▼▼▼

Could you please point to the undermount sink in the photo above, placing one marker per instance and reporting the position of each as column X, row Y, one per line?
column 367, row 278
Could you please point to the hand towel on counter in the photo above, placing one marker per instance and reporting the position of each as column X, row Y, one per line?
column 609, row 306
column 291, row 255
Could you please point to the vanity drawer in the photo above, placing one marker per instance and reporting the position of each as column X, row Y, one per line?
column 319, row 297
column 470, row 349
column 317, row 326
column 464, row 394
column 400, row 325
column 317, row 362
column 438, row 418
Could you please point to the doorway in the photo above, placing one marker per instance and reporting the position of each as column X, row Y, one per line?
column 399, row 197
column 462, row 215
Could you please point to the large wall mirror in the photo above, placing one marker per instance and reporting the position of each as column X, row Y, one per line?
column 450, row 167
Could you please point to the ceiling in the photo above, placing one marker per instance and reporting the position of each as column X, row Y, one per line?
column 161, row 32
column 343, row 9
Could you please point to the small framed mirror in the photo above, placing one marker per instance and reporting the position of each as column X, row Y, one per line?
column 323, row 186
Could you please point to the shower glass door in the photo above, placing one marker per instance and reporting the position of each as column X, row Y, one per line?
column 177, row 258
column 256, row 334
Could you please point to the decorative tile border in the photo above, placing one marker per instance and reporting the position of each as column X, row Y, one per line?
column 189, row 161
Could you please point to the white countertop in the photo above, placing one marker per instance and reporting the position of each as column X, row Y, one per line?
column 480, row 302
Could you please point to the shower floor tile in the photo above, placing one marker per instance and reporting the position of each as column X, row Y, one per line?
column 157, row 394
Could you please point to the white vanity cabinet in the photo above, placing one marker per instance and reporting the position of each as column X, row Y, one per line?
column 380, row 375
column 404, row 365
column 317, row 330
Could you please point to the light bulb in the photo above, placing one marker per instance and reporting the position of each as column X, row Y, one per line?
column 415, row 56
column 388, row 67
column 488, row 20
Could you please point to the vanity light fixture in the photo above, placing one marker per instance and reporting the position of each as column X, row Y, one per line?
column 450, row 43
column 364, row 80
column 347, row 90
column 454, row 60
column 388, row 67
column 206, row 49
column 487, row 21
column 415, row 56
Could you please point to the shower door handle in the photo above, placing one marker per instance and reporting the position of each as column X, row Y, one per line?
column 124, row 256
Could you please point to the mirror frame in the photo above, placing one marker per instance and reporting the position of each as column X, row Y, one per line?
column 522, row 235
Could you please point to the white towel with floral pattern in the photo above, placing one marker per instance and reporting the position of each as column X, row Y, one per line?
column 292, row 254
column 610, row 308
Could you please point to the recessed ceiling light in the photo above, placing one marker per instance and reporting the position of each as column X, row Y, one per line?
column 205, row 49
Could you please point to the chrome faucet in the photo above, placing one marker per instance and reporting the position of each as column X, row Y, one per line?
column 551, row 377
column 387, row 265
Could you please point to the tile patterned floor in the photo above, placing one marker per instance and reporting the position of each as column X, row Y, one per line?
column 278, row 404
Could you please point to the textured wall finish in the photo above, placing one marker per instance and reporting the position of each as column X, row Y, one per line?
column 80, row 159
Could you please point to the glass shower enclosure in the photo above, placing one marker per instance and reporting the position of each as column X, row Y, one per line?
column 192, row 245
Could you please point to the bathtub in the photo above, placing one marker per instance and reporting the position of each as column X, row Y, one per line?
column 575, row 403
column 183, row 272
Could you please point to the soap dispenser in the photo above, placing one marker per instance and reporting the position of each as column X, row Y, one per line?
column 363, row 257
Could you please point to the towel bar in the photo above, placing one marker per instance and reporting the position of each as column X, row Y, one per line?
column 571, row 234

▲▲▲

_WORK TO BE COMPLETED_
Could you repeat the records word for word, starting at the very beginning and ending with the line that contains "column 438, row 418", including that line?

_ANSWER FOR THIS EXERCISE_
Could you please point to the undermount sink in the photo above, placing one marker per instance and reporting the position of each as column X, row Y, one per line?
column 367, row 278
Could you please point to the hand towel on counter in the photo above, placing one marker per instance and reporting the position of each as column X, row Y, one per line?
column 609, row 306
column 291, row 255
Could you please point to the vanity drawer in the photo above, placing one marker per instance and reporting the position of each as column X, row Y, one per line?
column 319, row 297
column 470, row 349
column 317, row 326
column 464, row 394
column 400, row 325
column 317, row 362
column 438, row 418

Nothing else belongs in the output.